Written exercise
How many lines in the items below contain the string "white"? Give only the number.

Data supplied

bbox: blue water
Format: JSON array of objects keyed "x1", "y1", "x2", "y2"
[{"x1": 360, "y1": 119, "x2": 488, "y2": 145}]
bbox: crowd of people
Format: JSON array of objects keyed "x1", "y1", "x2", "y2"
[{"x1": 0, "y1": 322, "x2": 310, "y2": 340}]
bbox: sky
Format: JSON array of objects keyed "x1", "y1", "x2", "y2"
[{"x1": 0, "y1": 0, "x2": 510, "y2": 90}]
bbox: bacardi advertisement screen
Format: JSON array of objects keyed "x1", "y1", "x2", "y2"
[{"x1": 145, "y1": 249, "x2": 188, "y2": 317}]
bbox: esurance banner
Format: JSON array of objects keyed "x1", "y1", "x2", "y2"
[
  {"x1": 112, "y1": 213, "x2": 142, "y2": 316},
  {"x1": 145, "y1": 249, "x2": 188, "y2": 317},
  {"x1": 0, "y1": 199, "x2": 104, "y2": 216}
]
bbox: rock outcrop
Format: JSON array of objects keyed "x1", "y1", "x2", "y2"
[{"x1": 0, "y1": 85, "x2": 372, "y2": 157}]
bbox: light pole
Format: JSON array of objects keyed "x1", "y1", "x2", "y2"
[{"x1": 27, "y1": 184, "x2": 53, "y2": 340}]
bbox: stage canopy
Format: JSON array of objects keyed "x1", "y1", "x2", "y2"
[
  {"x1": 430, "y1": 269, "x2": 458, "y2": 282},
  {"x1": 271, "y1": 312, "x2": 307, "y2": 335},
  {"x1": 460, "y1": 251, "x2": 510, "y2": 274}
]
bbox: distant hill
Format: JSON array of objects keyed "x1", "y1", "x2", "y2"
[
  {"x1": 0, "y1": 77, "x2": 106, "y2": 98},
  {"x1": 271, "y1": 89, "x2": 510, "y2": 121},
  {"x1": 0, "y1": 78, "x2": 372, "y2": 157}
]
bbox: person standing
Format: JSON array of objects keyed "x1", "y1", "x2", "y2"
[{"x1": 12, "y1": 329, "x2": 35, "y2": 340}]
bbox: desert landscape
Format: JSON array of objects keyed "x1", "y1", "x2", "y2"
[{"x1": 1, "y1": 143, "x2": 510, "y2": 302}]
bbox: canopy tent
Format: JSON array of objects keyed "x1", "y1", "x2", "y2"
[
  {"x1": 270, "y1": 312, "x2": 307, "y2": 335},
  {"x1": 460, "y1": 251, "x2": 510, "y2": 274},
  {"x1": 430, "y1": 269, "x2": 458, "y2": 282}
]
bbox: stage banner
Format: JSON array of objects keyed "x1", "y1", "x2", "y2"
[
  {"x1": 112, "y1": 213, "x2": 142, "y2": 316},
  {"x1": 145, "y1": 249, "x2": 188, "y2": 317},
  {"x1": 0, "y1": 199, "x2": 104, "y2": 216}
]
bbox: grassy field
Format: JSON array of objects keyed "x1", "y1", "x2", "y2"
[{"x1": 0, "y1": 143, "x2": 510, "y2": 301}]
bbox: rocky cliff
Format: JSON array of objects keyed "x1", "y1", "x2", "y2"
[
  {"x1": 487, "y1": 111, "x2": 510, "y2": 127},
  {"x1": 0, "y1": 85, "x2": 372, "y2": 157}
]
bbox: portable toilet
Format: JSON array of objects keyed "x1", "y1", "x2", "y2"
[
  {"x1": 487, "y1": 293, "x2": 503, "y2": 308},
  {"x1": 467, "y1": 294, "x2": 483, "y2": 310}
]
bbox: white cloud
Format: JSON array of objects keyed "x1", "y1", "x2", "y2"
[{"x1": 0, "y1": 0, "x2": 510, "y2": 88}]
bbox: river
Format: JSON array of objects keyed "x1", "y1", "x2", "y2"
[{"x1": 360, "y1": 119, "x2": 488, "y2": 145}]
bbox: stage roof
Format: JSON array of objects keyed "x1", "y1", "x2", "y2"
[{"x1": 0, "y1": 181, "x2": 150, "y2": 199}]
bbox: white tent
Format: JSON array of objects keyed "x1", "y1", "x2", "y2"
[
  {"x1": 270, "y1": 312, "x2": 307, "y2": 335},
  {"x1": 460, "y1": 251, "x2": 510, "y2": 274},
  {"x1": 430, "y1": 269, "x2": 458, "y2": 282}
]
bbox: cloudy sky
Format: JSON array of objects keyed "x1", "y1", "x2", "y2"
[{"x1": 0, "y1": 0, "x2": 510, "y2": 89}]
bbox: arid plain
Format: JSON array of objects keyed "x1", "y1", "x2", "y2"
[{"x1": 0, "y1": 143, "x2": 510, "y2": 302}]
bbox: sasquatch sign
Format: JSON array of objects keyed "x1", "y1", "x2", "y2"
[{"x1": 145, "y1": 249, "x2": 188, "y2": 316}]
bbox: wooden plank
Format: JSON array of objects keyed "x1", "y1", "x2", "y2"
--
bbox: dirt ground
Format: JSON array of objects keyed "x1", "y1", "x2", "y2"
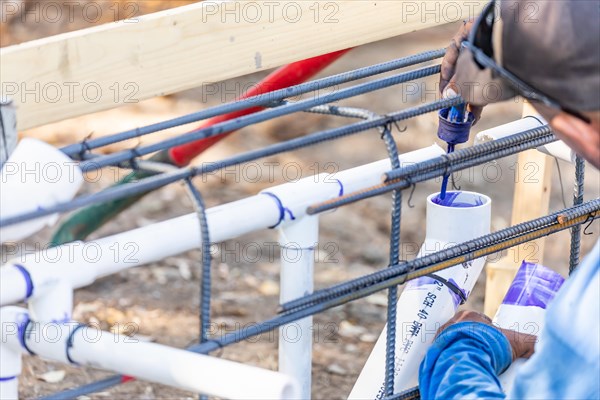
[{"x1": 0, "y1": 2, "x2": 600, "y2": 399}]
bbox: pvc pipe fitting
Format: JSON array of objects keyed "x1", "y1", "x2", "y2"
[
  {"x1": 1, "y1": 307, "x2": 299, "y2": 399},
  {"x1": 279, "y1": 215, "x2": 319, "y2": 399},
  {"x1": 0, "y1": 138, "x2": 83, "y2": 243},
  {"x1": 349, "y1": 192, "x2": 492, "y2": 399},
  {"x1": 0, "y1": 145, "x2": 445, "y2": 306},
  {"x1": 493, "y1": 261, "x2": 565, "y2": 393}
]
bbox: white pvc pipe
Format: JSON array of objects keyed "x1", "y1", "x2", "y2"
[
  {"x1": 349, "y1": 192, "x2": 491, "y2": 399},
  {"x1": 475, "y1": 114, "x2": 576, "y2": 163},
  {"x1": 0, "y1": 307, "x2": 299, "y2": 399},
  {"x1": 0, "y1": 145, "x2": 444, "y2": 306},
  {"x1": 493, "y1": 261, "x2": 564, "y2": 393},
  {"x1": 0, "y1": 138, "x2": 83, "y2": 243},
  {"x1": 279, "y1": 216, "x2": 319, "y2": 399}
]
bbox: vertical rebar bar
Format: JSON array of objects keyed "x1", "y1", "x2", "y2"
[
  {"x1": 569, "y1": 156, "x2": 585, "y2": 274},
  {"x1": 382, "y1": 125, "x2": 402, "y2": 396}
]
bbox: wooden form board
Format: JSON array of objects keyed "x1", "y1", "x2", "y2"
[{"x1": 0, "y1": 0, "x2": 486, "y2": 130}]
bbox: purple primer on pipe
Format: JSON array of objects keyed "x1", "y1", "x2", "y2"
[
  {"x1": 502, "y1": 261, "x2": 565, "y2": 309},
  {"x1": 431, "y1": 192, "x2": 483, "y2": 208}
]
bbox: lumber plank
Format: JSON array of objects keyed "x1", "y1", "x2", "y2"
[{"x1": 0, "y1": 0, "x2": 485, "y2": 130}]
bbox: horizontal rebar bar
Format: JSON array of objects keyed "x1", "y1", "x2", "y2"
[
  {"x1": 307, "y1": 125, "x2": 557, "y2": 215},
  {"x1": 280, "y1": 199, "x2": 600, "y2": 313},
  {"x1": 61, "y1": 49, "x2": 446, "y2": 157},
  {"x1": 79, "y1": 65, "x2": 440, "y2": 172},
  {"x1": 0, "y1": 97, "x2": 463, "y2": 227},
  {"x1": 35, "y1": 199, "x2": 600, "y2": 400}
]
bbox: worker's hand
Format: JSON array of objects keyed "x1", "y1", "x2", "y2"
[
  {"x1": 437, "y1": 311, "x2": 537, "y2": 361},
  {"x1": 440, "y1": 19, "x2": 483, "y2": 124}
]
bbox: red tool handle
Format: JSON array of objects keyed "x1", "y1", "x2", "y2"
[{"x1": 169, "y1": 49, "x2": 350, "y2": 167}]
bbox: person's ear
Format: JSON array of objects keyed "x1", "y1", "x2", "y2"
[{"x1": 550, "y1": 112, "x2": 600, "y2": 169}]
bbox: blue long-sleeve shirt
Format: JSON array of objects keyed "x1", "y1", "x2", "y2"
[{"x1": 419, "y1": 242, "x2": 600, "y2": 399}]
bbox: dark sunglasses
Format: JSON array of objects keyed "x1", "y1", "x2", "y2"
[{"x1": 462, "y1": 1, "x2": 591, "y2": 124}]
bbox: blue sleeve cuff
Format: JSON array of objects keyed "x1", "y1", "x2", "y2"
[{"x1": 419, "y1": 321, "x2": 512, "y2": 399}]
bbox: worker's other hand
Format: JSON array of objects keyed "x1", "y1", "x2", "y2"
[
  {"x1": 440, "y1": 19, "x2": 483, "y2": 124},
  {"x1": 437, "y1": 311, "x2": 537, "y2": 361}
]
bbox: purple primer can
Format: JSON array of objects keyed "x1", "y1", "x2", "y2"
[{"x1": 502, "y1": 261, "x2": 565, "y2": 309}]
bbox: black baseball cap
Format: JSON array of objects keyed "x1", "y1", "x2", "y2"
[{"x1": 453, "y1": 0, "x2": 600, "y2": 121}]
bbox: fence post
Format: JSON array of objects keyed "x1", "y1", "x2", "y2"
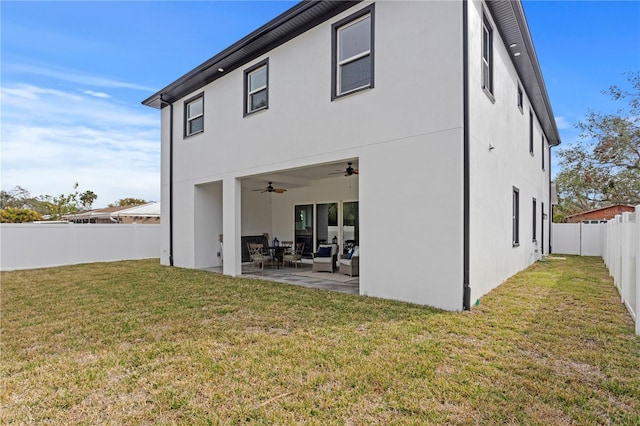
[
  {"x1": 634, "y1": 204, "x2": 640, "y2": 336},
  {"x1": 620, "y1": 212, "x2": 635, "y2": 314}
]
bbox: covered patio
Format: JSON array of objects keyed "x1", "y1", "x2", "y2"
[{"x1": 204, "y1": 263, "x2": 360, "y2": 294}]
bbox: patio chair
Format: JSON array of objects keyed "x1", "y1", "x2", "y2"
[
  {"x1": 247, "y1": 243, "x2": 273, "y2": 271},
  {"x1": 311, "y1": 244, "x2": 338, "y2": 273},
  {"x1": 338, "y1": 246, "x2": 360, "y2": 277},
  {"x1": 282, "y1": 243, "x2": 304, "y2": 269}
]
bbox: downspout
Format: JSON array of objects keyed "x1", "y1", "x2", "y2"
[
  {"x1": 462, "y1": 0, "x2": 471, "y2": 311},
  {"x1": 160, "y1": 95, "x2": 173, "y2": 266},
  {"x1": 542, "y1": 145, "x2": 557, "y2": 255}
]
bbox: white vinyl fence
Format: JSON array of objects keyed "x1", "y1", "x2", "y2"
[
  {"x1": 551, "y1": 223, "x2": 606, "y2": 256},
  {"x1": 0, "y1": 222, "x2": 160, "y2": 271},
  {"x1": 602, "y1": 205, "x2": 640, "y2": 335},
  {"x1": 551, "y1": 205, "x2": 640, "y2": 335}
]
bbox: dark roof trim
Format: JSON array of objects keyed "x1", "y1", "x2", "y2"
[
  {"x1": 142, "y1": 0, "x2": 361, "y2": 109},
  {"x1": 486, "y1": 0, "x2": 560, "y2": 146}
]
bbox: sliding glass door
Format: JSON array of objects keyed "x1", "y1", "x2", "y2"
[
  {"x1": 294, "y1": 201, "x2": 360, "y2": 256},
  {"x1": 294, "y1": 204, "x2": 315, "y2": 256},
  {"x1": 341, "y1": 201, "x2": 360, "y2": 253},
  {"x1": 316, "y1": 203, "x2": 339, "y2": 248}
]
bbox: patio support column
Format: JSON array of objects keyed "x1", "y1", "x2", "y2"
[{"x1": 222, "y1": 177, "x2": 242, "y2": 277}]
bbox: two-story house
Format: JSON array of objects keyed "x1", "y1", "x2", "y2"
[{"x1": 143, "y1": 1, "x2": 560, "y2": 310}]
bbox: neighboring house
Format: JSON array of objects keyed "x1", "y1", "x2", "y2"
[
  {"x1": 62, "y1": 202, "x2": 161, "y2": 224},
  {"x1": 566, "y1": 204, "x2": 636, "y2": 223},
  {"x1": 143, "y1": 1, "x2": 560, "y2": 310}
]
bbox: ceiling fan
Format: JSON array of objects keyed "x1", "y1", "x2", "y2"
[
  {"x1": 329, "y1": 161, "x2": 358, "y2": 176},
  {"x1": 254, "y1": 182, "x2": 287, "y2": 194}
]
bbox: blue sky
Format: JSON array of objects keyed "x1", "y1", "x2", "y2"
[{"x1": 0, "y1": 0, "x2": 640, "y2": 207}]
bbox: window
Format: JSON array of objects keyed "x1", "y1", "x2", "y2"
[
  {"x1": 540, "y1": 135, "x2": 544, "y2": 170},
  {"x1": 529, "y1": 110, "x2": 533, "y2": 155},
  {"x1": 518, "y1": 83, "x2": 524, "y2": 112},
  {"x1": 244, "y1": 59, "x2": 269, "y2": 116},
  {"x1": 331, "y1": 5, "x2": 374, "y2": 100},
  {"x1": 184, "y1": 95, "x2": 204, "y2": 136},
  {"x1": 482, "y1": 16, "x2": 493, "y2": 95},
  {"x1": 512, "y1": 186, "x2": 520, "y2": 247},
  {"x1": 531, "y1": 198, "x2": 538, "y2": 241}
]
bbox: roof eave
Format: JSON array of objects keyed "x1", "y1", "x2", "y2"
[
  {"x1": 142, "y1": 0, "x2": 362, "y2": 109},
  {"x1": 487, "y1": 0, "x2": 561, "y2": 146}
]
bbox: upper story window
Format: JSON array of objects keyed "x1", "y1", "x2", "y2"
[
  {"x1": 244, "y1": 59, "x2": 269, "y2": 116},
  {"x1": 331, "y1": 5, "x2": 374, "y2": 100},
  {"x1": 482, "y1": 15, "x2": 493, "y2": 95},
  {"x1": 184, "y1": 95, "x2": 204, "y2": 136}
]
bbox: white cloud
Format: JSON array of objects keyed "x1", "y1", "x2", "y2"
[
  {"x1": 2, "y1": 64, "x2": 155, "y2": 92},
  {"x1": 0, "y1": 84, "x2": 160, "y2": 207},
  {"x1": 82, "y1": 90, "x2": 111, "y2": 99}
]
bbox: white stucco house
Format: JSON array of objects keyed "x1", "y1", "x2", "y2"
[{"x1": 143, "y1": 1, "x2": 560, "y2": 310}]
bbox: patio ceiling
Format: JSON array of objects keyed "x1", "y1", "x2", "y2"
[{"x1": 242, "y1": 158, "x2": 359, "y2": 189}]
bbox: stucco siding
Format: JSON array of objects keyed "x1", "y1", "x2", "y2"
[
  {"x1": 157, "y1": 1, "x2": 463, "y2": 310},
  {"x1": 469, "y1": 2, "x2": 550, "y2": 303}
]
--
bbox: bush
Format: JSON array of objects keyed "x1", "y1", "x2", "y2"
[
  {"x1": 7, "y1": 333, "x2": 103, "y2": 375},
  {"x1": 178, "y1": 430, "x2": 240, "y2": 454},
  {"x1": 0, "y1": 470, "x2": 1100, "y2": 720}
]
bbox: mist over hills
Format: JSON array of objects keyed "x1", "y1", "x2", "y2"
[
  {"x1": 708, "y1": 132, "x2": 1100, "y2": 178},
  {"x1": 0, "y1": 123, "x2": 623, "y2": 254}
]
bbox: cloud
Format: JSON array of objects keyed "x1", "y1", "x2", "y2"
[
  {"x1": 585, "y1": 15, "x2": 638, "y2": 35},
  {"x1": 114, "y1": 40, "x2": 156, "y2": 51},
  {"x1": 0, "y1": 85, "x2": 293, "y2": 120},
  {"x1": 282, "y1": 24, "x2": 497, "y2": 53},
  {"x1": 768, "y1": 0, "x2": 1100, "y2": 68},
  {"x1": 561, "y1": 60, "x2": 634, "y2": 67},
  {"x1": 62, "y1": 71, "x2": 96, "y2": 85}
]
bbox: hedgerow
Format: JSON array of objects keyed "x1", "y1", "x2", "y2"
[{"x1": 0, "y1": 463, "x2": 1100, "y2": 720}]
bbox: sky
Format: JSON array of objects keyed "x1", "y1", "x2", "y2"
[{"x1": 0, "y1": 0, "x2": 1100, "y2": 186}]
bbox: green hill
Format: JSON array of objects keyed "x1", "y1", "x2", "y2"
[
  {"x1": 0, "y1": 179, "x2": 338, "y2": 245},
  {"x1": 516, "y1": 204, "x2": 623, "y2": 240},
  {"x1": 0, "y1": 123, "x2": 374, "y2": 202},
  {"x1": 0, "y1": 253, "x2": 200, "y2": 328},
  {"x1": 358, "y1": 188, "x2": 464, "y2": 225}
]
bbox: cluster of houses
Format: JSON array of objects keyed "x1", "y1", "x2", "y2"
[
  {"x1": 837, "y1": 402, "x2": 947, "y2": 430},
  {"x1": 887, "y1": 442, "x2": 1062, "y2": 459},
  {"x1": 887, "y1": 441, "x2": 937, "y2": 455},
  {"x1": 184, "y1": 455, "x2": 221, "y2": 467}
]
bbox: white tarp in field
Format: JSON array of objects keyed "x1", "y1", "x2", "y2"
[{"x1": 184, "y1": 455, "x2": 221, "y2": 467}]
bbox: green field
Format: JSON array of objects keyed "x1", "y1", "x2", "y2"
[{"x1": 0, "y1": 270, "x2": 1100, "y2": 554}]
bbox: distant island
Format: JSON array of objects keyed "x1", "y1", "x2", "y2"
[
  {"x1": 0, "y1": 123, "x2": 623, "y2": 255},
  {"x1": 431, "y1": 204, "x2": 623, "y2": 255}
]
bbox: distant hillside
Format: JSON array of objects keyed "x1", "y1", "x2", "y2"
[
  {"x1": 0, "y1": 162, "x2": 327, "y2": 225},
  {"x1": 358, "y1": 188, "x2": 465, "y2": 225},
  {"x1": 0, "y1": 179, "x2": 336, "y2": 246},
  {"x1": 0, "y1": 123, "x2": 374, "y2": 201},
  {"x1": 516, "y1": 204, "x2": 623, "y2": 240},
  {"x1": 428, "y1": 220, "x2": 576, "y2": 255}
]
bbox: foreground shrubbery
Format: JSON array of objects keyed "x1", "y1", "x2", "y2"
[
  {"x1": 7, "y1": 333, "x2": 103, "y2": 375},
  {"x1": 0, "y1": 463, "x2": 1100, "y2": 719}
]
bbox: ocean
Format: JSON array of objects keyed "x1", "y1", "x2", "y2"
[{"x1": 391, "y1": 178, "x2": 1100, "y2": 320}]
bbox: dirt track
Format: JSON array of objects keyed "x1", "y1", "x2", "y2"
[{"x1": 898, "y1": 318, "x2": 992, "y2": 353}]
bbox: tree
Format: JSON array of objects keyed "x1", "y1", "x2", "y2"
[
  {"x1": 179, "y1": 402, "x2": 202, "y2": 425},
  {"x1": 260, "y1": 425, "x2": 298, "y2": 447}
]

Task solution
7